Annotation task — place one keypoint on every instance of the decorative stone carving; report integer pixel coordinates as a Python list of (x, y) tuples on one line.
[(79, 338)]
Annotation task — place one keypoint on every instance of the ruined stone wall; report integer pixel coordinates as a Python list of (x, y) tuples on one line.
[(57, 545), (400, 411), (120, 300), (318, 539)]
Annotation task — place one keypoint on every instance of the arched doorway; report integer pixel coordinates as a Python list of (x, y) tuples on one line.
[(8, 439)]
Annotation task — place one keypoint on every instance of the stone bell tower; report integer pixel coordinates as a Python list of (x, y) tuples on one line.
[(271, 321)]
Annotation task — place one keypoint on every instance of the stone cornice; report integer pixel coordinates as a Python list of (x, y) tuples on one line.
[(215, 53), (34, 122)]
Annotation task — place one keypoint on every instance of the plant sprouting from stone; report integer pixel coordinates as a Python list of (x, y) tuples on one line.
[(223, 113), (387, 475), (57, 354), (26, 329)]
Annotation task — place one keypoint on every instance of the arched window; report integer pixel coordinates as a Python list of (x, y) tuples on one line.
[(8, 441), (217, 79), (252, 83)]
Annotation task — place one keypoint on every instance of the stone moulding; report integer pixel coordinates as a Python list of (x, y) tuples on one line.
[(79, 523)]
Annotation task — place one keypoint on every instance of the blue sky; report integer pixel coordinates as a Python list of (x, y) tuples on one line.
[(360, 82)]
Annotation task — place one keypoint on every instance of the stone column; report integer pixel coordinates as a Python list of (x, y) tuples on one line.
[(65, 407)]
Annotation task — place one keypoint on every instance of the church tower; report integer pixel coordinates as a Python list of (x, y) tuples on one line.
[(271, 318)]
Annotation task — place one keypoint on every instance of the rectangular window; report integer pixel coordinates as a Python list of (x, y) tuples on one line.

● TASK TO CARRY OUT: Return the rows above, repeating each line exactly as it stands.

● THE RESPONSE:
Annotation task — place one keypoint on every instance of the decorative stone carving; report integer pixel coordinates as a Python list of (x, y) tuples on one line.
[(79, 338)]
Annotation task — place one keypoint on every instance of the ruined stone wall; report integer pixel coordinates as a Python list of (x, y) tuples on one line.
[(57, 545), (400, 411), (120, 300), (318, 539)]
Annotation task — place one keypoint on every instance of the arched doorway; report integer pixel coordinates as a Python list of (x, y) tuples on one line.
[(8, 439)]
Annotation task — place one keypoint on every instance of the stone bell tower; report integer pixel coordinates as a Python list of (x, y) tuples on one line.
[(271, 321)]
Annotation task — place one keypoint on every instance of the stone cornice; report integer pixel coordinates as a Python list of (x, y) tuples on one line.
[(215, 53), (34, 122)]
Annotation task — place one keypoint on every instance of the plant sprouting from stone; report integer pixel coordinates as a Python list of (x, y) tuples on one line.
[(223, 113), (387, 475), (57, 354), (26, 329)]
Annotation task — place one keypoint on every instance of the arched window; report integer pixel coordinates as a Python list of (x, y) tuples on one line.
[(8, 441), (217, 79), (252, 83)]
Annotation task — place one keypoint on every instance of the stone moulding; report integer pixel coordinates as a Python list of (x, y) tuples on one line.
[(79, 523)]
Annotation task — place one keypoint on every instance of the blue sky; report integer pixel coordinates as a Python list of (x, y) tuples on one line.
[(360, 82)]
Annotation task — place one keypoint on every instance of the stone column; report integer pixel coordinates as a Python list of (x, y) tuples on one line.
[(65, 407)]
Annotation task — place one keypoint on every instance of the church tower; report integer pixel coordinates as a Python list of (x, y) tuples on one line.
[(271, 318)]
Annotation task — place one keypoint on every instance of the rectangular window; report integer pixel coordinates as a Python list of (x, y) tuples on one line.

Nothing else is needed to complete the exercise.